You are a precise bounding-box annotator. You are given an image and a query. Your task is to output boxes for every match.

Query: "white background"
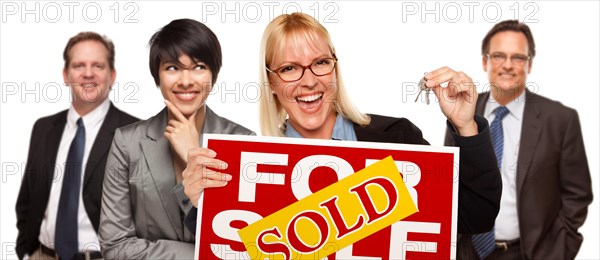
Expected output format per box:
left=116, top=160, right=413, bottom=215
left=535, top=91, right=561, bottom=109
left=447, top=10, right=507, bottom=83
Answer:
left=1, top=1, right=598, bottom=259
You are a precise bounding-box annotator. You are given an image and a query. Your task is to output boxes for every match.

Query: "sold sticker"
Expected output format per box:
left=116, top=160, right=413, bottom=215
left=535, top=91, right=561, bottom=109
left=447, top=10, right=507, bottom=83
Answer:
left=238, top=156, right=418, bottom=259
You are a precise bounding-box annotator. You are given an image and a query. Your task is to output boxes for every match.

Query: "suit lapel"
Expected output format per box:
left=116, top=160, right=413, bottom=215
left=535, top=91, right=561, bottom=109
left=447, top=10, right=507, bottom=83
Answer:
left=516, top=90, right=543, bottom=195
left=83, top=104, right=118, bottom=188
left=200, top=107, right=231, bottom=147
left=46, top=112, right=68, bottom=191
left=478, top=91, right=542, bottom=195
left=140, top=109, right=184, bottom=240
left=475, top=92, right=489, bottom=116
left=202, top=107, right=220, bottom=134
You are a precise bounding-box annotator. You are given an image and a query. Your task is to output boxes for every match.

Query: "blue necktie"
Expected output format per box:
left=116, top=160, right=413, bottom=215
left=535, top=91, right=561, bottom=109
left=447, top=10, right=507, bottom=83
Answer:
left=55, top=118, right=85, bottom=260
left=472, top=106, right=509, bottom=259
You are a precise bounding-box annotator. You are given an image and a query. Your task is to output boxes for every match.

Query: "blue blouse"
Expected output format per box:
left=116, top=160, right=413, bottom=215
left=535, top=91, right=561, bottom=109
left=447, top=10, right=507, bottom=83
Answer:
left=284, top=114, right=358, bottom=141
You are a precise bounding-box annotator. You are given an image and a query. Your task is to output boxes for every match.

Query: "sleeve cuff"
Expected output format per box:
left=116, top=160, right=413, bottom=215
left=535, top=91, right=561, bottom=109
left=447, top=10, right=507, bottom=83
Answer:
left=446, top=115, right=491, bottom=148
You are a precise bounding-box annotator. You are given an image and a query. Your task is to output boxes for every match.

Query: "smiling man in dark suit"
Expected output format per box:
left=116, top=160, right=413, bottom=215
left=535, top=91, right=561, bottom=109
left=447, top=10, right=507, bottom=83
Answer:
left=446, top=20, right=593, bottom=260
left=15, top=32, right=138, bottom=260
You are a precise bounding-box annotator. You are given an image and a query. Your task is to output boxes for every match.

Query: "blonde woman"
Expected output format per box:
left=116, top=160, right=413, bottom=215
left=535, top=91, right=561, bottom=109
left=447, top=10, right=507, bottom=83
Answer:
left=183, top=13, right=500, bottom=237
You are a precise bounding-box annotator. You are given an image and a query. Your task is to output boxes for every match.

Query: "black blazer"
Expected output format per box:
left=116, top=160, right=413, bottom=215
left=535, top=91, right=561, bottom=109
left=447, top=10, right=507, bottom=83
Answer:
left=15, top=103, right=138, bottom=259
left=354, top=114, right=501, bottom=234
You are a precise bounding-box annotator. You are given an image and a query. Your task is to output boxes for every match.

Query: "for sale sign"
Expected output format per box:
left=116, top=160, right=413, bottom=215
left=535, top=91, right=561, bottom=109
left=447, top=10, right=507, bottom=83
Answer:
left=195, top=134, right=459, bottom=259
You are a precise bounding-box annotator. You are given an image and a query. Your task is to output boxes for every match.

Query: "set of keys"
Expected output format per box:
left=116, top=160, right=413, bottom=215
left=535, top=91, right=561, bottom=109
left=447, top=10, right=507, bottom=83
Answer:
left=414, top=75, right=431, bottom=105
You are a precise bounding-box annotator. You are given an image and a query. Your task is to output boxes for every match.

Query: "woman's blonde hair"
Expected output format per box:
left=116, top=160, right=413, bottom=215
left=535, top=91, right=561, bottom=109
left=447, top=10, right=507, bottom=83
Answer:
left=259, top=12, right=370, bottom=137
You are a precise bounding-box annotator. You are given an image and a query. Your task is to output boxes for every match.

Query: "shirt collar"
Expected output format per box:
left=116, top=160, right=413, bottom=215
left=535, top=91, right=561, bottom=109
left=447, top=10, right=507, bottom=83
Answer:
left=486, top=90, right=526, bottom=120
left=284, top=113, right=357, bottom=141
left=284, top=121, right=303, bottom=138
left=67, top=98, right=110, bottom=130
left=331, top=114, right=357, bottom=141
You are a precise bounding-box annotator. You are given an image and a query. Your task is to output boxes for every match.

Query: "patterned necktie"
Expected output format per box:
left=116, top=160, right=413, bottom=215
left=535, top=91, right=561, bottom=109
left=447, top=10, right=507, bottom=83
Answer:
left=55, top=118, right=85, bottom=260
left=472, top=106, right=509, bottom=259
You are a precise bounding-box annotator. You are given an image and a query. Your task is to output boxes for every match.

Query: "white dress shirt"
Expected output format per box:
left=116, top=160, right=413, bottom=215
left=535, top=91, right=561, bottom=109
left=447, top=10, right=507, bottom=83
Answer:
left=484, top=91, right=525, bottom=240
left=39, top=98, right=110, bottom=252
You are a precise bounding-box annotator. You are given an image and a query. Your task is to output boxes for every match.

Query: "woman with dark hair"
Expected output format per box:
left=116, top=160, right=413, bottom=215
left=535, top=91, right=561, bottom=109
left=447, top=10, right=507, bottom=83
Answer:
left=98, top=18, right=254, bottom=259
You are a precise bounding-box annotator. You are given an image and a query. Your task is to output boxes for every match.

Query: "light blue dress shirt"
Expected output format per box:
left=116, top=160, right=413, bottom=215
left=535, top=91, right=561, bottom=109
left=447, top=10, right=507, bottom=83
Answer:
left=284, top=114, right=358, bottom=141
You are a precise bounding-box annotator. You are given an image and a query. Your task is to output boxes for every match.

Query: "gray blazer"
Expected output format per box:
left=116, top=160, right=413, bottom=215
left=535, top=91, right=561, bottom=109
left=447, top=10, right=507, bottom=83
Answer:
left=99, top=107, right=254, bottom=259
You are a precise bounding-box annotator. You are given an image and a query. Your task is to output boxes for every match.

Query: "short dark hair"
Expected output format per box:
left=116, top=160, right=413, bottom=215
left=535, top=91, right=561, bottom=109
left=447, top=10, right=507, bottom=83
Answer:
left=63, top=31, right=115, bottom=70
left=148, top=18, right=222, bottom=86
left=482, top=20, right=536, bottom=59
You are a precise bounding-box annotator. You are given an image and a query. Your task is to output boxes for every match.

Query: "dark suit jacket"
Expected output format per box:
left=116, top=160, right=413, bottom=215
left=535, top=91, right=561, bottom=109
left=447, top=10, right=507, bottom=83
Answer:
left=445, top=90, right=592, bottom=259
left=15, top=103, right=138, bottom=259
left=354, top=114, right=501, bottom=234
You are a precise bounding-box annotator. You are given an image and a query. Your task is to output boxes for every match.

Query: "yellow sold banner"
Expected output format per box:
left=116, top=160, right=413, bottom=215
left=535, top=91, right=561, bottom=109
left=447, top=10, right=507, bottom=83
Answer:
left=238, top=156, right=418, bottom=259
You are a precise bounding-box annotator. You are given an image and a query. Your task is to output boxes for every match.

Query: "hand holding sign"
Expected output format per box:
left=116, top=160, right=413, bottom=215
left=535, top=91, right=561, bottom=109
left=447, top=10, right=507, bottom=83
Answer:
left=183, top=147, right=231, bottom=208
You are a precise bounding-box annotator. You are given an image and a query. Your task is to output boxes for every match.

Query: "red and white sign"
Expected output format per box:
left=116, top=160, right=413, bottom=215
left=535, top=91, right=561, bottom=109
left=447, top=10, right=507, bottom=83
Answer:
left=195, top=134, right=459, bottom=259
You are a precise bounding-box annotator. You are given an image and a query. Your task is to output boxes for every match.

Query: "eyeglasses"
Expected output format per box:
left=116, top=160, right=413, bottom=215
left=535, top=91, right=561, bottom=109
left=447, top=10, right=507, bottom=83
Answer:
left=266, top=57, right=338, bottom=82
left=486, top=52, right=530, bottom=65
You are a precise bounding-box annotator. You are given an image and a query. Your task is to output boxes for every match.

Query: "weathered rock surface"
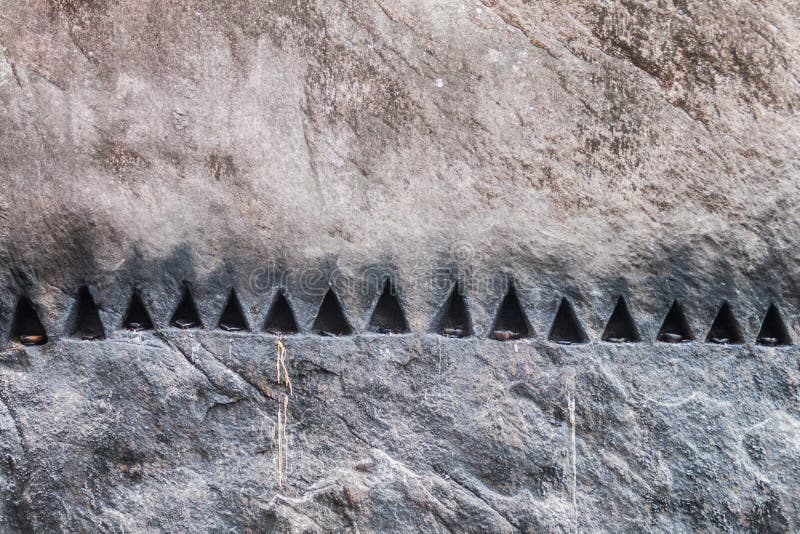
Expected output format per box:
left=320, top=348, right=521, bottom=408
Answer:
left=0, top=0, right=799, bottom=532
:::
▸ **How to complete this task**
Search the entries for the string "hair" and return each line where it turns up.

▸ **Response to this exercise**
Query: "woman's blonde hair"
Query: "woman with dark hair"
Query: "short dark hair"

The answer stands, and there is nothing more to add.